TASK DETAILS =
Find the string "tree" in the data, and copy out each line that has it.

(Point localization data)
········

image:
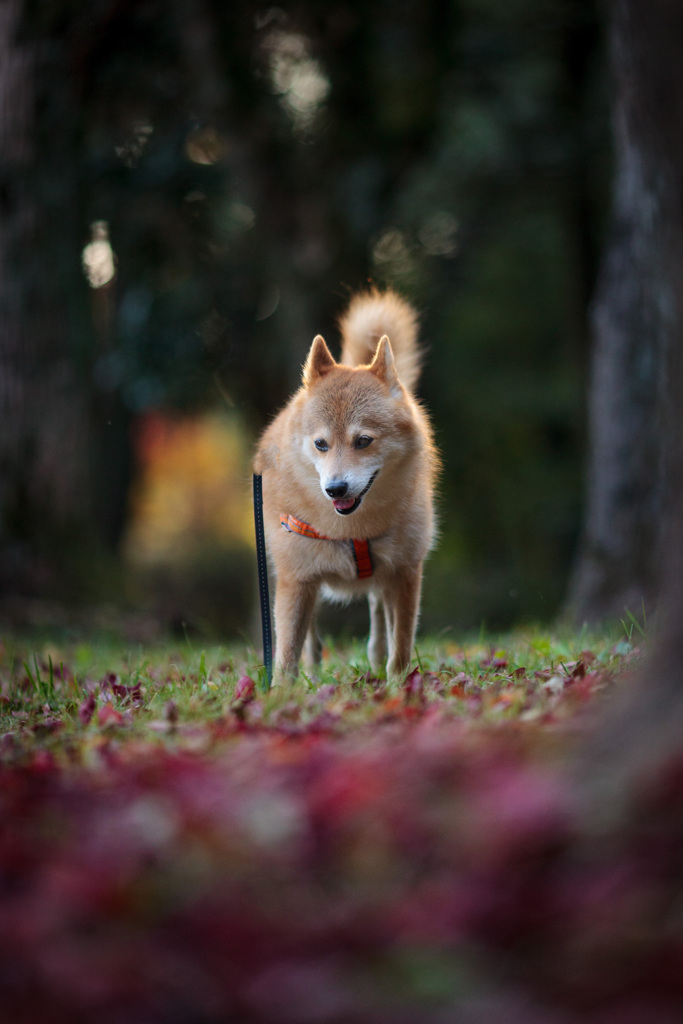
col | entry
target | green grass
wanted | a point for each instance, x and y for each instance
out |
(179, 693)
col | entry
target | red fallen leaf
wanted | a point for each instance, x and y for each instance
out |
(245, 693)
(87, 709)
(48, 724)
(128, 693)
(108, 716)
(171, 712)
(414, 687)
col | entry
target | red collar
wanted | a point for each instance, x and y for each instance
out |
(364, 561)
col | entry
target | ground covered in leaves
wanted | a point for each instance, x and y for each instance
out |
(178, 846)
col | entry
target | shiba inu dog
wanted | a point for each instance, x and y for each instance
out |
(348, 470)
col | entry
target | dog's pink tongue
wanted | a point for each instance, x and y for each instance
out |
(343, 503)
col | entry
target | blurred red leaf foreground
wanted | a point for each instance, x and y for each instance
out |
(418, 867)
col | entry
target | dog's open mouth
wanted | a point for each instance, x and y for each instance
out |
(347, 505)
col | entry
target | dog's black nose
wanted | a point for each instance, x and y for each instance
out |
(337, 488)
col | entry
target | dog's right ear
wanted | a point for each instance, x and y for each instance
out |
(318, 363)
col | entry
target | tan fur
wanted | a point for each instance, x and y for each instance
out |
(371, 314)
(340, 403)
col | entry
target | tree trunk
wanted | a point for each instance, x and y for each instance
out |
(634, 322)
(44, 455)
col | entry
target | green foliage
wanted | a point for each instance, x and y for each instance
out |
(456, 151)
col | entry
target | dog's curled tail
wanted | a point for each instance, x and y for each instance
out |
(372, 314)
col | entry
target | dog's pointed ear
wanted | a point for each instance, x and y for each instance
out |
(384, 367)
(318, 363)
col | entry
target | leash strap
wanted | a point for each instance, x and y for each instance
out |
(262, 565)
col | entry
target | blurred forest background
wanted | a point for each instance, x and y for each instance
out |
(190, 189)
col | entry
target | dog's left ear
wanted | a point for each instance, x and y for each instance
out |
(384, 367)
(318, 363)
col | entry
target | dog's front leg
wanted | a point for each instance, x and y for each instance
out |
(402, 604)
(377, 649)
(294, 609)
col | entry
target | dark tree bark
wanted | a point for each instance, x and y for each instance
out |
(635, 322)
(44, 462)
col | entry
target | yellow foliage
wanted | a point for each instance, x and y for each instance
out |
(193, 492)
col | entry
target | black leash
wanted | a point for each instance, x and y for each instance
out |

········

ANSWER TO THE EXERCISE =
target | tree trunk
target | dark tree bark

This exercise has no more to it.